TASK DATA:
+---+

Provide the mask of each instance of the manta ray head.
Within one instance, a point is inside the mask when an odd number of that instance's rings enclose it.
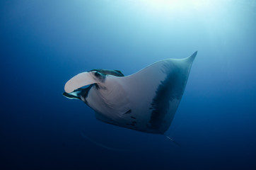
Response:
[[[98,90],[106,90],[105,80],[108,75],[124,76],[119,70],[92,69],[83,72],[69,80],[65,84],[65,92],[63,95],[71,99],[79,99],[85,101],[89,91],[94,87]]]

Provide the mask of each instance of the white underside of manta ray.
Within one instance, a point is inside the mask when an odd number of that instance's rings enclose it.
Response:
[[[83,101],[101,121],[164,134],[179,106],[197,52],[185,59],[161,60],[126,76],[117,70],[83,72],[66,83],[63,94]]]

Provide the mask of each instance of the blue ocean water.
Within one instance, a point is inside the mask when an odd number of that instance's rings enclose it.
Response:
[[[0,24],[1,169],[256,169],[255,0],[3,0]],[[80,72],[196,50],[166,132],[180,147],[62,96]]]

+---+

WHAT YOU WILL DO:
In the part that opens with the line containing "Provide the mask of each instance of the blue" and runs through the end of the items, swap "ocean water" for "seawater". Give that part again with nothing else changed.

REPLY:
Provide the mask of each instance of the blue seawater.
Within one instance, a point is inside the mask when an odd number of that instance's rings enclose it.
Response:
[[[0,24],[1,169],[256,169],[255,0],[3,0]],[[80,72],[196,50],[166,132],[180,147],[62,96]]]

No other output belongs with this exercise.